(Text block)
········

My Pain Journey

Hi, I’m Janna Kimel, the founder of the Chronic Pain Project.

I share my story not for sympathy, but for a reality check. We all have stuff—emotional health challenges, and physical health challenges, both temporary and permanent.

I’ve also found that it seems easier to have a pain or challenge that is visible. A broken leg or a sprained wrist usually has a visual indicator such as a splint, a cast, or crutches. People know that something is amiss. But what if your pain is invisible? What if nobody can see your headache, backache, or neuralgia pain? How can you describe it to others?

Janna Kimel wearing a grey hat, green sweater, and grey scarf.  She's sitting at a table. Candles, flowers, and ceramics are in the background.

My first outing, post-brain surgery. The hope was that getting rid of a benign cyst would get rid of the migraines, but it didn’t.

I’ve been thinking about chronic pain for a long time, although I’ve only recently learned the terminology.

Graphic of ight grey figure bending over

For as long as I can remember, I’ve had pain somewhere in my body. At age 10, I fell in gym class. No swelling, no discoloration, but for the next 10 years I would see doctors, be on and off crutches and even spend a few nights in the hospital from unexplained ankle pain.

One of my most memorable moments was taking a wheelchair through Disney Land. I couldn’t walk long distances at the time, but I could walk enough to get on a ride. Imagine people’s faces when I got out of that wheelchair and onto a ride!


Without rhyme or reason, that pain slowly subsided in my twenties.

········

(Records supplied)

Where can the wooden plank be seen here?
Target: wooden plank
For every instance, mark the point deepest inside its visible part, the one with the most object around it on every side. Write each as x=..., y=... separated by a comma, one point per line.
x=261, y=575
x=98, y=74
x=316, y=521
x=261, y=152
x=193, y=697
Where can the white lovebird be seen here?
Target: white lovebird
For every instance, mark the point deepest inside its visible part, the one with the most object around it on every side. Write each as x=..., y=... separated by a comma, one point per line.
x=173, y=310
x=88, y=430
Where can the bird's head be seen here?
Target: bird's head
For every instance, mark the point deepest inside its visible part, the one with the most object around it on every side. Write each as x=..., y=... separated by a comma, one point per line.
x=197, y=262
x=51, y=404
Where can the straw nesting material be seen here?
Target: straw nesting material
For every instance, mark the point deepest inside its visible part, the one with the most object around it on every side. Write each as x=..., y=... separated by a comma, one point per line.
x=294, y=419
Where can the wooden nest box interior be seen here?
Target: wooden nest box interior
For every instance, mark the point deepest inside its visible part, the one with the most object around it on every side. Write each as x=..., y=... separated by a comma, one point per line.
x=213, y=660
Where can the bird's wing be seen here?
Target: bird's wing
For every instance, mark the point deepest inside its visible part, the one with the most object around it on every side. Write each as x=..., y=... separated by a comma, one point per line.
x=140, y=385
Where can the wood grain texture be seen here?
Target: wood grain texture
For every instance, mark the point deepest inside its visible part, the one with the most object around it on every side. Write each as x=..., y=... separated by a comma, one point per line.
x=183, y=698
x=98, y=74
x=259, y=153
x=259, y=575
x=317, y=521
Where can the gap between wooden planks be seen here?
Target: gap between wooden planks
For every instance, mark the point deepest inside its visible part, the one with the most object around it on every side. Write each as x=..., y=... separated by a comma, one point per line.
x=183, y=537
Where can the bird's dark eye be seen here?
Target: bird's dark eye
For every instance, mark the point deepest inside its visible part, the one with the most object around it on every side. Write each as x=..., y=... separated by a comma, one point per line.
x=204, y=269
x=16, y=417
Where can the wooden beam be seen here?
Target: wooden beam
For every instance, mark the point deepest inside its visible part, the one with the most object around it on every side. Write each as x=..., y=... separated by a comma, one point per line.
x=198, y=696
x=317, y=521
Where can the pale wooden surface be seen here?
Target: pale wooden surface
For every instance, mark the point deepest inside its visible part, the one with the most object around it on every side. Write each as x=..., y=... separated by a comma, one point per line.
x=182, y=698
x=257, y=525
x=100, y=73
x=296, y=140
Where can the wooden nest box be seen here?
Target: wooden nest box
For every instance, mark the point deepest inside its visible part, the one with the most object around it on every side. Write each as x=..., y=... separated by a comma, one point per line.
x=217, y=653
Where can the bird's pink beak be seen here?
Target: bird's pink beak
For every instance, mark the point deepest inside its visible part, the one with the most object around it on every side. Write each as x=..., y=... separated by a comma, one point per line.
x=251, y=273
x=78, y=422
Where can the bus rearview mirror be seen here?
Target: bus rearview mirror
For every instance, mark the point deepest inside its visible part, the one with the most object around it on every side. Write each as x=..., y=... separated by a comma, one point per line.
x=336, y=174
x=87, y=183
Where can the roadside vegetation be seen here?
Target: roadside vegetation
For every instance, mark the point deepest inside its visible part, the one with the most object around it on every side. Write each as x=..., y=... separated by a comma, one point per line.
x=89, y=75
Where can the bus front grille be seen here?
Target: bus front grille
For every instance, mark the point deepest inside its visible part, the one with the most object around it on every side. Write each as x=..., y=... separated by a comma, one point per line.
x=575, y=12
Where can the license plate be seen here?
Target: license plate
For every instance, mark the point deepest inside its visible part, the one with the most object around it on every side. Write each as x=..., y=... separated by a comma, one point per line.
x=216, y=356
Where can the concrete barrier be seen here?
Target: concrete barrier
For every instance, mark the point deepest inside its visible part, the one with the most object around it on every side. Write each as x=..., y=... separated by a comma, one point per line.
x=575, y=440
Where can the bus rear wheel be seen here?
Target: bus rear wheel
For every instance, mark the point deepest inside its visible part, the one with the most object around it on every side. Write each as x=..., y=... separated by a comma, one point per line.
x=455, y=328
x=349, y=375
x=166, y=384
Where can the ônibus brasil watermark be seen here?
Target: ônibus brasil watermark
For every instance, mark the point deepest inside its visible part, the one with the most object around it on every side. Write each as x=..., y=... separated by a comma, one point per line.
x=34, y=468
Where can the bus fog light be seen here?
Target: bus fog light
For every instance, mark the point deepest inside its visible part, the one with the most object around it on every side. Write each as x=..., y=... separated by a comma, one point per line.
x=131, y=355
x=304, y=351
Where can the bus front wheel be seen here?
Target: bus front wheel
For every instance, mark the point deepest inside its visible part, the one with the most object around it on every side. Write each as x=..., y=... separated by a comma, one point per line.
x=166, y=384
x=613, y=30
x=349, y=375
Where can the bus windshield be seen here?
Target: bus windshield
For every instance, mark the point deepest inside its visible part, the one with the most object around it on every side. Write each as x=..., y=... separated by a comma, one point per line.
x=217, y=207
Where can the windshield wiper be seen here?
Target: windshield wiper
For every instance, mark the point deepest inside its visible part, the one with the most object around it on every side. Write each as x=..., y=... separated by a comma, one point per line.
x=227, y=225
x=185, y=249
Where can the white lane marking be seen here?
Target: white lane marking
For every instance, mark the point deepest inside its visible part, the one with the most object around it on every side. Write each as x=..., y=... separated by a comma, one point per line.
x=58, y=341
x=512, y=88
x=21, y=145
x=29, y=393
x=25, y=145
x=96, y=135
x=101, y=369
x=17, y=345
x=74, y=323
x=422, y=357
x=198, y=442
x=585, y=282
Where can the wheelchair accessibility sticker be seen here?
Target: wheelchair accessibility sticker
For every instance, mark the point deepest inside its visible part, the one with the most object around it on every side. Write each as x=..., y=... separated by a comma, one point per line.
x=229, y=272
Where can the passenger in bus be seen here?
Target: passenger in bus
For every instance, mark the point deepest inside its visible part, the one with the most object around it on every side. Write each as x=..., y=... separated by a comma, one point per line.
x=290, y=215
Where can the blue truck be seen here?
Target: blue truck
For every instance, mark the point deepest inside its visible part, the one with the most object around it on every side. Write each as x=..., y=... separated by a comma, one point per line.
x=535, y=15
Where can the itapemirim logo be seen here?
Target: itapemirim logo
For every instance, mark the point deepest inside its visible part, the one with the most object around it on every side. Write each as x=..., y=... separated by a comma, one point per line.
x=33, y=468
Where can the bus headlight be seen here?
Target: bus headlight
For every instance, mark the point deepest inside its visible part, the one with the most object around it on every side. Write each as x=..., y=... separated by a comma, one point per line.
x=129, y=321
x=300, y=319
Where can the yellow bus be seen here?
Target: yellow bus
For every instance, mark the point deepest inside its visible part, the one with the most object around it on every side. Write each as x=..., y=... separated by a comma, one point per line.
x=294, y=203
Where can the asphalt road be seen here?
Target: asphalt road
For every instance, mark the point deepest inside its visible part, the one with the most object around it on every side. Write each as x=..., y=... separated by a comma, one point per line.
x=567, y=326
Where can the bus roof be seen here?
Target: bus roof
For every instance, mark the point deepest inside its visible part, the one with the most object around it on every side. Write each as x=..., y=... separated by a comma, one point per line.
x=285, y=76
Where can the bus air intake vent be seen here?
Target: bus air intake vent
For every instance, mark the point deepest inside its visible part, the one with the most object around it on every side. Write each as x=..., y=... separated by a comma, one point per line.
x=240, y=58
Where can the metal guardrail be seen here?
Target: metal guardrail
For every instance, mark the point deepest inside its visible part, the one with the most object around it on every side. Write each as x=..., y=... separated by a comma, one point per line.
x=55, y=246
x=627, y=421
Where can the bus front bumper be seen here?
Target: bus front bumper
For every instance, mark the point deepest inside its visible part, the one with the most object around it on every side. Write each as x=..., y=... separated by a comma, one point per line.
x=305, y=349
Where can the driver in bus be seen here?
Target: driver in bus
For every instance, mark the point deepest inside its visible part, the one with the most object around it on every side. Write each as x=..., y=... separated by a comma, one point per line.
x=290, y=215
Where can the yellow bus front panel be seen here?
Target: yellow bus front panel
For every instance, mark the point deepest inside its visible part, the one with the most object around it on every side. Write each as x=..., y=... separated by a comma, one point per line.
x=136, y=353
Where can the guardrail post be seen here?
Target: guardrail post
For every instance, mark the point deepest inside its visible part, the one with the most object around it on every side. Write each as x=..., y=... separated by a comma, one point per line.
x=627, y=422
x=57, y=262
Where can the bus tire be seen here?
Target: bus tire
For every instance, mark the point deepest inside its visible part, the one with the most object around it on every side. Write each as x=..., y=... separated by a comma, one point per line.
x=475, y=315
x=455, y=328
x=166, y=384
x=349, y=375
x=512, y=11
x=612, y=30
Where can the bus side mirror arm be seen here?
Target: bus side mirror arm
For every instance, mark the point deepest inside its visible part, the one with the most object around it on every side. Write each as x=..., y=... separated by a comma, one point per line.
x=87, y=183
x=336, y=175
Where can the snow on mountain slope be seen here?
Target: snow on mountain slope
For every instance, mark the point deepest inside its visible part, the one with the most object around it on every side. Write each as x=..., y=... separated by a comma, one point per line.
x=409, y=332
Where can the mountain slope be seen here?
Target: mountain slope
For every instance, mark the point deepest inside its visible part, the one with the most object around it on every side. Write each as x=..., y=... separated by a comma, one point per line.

········

(Tasks for this exercise)
[A] List the visual indicators that the pain journey text says usually show a broken leg or sprained wrist.
[B] Continue the pain journey text after its last sentence.

(Task-by-task outputs)
[A] a splint, a cast, crutches

[B]
Graphic of light grey leaf

Now, I spend many a weekend hiking the trails of the Pacific Northwest that I call home.

However, other pain came to take its place. I’ve had persistent knee pain, then low back pain (I took a chemistry test in high school while standing at a lab table since I couldn’t sit down for long periods of time) and in recent years, pain in my shoulders that seems to come and go at will.

Adding to the musculoskeletal pain, I also have chronic migraines that started at age 25. What was once a fairly cyclical set of headaches, now seems to be a random ebb and flow of debilitating migraines.

“That was exactly what Molly’s arthritis was like: as if some big old cow had got into her house and wouldn’t go away. It just sat there, taking up space in her life and making everything more difficult, mooing loudly from time to time and making cow pies.”

—from the book “The Last Resort” by Alison Lurie.

This project aims to bring visibility to the invisible by promoting and normalizing these conversations about pain.